__What is needed__:
Rewrite the data from the line containing "Warehouse pick-planner input: mark the water" through the end, swapping "clock face" for "clock dial" and leaving everything else unchanged.

__Dataset extract__:

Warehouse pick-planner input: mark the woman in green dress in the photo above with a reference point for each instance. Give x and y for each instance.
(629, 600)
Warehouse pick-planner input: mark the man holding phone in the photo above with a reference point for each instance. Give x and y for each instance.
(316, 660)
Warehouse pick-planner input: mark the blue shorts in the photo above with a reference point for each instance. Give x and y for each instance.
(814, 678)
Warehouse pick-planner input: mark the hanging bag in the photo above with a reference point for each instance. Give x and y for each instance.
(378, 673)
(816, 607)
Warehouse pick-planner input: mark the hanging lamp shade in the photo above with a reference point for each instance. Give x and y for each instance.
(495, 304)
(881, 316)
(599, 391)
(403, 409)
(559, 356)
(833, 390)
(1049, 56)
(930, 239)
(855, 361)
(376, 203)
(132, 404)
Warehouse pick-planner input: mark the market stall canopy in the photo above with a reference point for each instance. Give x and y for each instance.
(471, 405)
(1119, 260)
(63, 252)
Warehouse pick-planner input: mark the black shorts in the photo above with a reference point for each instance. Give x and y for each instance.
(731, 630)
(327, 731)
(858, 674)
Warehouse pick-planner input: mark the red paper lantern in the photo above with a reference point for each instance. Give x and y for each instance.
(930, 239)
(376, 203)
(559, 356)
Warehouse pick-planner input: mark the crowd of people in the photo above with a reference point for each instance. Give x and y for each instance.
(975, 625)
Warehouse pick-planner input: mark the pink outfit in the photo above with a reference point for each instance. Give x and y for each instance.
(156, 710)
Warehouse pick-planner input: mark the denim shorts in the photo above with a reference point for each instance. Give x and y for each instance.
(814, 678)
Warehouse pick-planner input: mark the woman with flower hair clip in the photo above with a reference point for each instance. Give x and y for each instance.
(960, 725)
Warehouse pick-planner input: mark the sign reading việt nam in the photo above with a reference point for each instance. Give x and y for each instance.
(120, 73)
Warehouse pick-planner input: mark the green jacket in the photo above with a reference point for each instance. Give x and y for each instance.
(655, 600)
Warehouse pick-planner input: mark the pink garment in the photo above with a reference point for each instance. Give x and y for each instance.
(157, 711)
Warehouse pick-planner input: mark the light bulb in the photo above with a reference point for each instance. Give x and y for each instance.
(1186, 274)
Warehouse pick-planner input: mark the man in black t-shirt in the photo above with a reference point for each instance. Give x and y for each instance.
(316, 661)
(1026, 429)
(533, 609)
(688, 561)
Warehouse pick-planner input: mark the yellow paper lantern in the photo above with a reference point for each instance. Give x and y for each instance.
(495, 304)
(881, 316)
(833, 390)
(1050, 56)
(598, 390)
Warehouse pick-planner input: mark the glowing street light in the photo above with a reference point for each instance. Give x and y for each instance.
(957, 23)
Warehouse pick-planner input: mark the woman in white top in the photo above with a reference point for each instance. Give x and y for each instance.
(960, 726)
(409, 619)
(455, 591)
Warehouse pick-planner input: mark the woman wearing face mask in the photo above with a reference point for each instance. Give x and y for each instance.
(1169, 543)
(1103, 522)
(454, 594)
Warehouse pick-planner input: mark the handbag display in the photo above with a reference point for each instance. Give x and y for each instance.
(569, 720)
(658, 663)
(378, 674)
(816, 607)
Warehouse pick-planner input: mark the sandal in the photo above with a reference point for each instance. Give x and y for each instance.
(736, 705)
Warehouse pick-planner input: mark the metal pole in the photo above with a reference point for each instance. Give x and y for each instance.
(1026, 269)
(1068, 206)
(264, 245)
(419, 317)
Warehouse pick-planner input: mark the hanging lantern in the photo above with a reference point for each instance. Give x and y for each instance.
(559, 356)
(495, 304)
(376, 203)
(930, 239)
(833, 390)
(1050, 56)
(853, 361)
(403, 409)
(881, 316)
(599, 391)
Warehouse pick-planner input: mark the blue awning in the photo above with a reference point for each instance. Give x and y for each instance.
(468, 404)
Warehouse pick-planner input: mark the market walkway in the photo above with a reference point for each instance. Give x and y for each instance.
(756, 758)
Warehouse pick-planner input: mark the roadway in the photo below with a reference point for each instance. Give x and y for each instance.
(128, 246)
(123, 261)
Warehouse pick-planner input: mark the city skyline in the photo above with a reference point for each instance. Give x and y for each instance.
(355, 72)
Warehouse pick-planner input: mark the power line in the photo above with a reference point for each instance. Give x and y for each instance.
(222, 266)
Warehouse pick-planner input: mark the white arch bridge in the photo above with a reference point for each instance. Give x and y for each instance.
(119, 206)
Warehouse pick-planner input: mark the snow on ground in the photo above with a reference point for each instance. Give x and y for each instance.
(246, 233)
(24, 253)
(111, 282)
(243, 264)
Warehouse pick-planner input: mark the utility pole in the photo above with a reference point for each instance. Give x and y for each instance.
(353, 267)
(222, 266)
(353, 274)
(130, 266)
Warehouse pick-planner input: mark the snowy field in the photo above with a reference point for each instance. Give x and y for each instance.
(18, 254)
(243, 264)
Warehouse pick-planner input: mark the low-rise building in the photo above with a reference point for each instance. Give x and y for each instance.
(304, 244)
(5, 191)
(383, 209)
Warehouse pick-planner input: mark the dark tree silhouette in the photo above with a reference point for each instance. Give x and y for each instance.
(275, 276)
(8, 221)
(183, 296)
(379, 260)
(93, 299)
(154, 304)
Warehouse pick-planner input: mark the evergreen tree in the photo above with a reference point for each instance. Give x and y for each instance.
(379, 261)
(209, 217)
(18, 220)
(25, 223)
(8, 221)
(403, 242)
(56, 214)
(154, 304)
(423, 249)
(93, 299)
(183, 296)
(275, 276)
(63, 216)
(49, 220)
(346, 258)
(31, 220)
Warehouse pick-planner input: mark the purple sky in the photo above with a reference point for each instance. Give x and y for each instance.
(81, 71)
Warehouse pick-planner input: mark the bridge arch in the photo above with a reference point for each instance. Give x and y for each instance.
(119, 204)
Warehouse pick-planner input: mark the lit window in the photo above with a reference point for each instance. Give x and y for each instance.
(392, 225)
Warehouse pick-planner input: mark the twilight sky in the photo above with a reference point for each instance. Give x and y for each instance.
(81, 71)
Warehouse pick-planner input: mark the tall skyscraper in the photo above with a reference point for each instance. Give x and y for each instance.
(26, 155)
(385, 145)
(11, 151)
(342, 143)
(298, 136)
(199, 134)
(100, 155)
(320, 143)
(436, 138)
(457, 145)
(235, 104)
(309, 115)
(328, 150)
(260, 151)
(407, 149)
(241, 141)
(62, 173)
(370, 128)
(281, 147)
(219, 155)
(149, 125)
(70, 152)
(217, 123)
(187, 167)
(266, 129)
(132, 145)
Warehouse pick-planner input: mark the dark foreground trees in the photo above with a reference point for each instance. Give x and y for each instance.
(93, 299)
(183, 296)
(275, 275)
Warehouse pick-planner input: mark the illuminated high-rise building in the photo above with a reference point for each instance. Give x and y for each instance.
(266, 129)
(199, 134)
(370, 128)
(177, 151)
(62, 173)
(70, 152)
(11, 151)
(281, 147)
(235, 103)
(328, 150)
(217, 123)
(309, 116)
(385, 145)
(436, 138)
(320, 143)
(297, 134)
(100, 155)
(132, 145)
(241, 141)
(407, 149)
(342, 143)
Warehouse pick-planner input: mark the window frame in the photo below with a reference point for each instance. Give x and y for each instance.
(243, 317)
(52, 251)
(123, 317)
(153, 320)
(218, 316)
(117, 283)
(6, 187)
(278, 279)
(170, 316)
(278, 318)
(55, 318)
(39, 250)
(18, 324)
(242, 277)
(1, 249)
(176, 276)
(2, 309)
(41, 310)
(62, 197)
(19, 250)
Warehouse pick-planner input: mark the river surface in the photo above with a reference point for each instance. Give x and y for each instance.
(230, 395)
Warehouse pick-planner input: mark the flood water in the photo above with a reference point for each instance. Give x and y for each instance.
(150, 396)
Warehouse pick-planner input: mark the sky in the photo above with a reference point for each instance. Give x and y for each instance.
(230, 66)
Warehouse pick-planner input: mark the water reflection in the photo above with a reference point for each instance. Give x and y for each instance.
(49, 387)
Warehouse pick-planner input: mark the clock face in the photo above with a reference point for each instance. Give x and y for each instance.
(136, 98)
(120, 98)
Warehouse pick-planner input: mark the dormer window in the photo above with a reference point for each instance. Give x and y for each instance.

__Output__:
Warehouse pick-planner input: mark the water reflection in the photo above with a reference point for each instance. Give x and y for each instance.
(49, 387)
Warehouse pick-planner input: mark the clock dial in the photo above with a reference point for each instance. Give x and y for each instance.
(136, 98)
(120, 98)
Warehouse pick-planner input: mark the dormer window in the photo above with a reference point for each instance. Give x and y for each instance.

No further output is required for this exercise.